● **What you have to do**: Each line below from the one containing "Target: white snowy background" through the one containing "Target: out-of-focus reed plume" should be output exactly as it stands, and no other line should appear.

[Source records]
━━━
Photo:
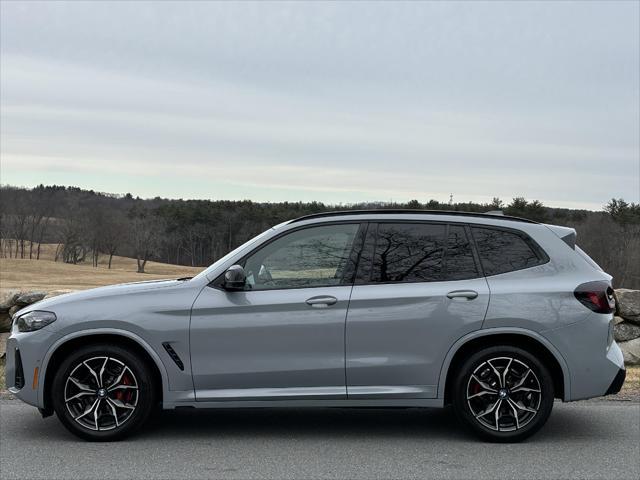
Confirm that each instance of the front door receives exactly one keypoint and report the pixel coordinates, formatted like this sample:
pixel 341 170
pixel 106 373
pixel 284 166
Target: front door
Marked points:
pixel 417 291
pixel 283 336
━━━
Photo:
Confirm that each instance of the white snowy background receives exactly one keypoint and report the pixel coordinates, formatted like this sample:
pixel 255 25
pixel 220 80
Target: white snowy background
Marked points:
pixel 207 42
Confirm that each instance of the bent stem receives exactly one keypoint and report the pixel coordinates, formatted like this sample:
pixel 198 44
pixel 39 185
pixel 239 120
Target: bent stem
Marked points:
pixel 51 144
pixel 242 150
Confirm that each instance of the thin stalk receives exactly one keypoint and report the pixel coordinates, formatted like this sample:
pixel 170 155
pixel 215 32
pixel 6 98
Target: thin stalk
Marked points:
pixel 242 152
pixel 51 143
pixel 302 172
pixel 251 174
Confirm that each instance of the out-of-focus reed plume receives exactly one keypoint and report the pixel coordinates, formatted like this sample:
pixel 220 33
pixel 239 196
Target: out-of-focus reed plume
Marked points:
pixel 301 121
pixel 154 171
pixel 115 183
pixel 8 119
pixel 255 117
━━━
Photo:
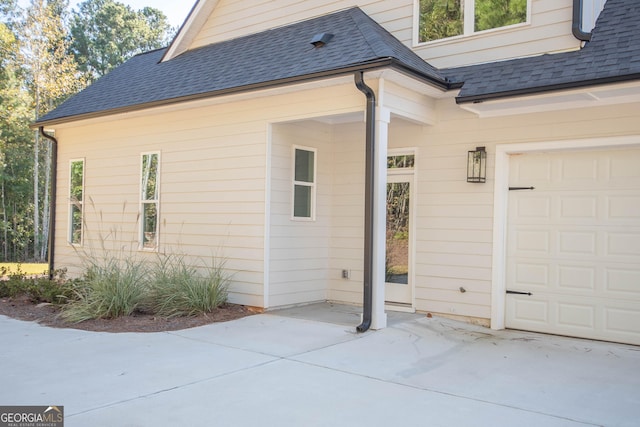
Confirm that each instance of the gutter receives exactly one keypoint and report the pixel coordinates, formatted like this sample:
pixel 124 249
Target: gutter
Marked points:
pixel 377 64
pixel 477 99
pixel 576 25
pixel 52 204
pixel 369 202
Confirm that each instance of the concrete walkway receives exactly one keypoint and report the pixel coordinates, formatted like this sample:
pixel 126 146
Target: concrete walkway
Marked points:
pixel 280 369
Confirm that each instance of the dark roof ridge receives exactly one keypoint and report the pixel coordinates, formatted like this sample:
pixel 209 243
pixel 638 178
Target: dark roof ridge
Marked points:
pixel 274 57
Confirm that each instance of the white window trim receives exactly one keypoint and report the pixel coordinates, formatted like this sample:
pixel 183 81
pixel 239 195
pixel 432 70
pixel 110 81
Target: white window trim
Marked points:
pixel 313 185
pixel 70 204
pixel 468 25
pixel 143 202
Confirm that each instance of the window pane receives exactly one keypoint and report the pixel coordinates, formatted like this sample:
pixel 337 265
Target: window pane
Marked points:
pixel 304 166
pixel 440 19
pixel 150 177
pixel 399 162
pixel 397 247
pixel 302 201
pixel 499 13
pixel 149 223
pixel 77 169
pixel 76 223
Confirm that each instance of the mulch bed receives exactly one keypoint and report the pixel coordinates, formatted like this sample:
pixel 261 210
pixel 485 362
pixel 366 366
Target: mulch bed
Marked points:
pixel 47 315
━━━
● **Solved problem**:
Target: white snowy background
Marked points:
pixel 207 42
Confirm that each instance of the bent stem receives exactly one keypoint and report the pixel coordinates, formatted like this sample:
pixel 198 44
pixel 39 185
pixel 239 120
Target: bent stem
Marked points:
pixel 51 144
pixel 242 150
Confirm that each instance of the thin stalk receives exactly one keypoint and report the pixel coordinates, formatted like this sample:
pixel 170 155
pixel 215 32
pixel 6 98
Target: thin stalk
Marked points:
pixel 242 152
pixel 51 143
pixel 302 172
pixel 251 174
Confirm that each instance of the out-of-focus reed plume receives exactly one keypoint and report the pixel coordinates, formatted like this sample:
pixel 220 33
pixel 239 196
Target: out-of-focus reed plume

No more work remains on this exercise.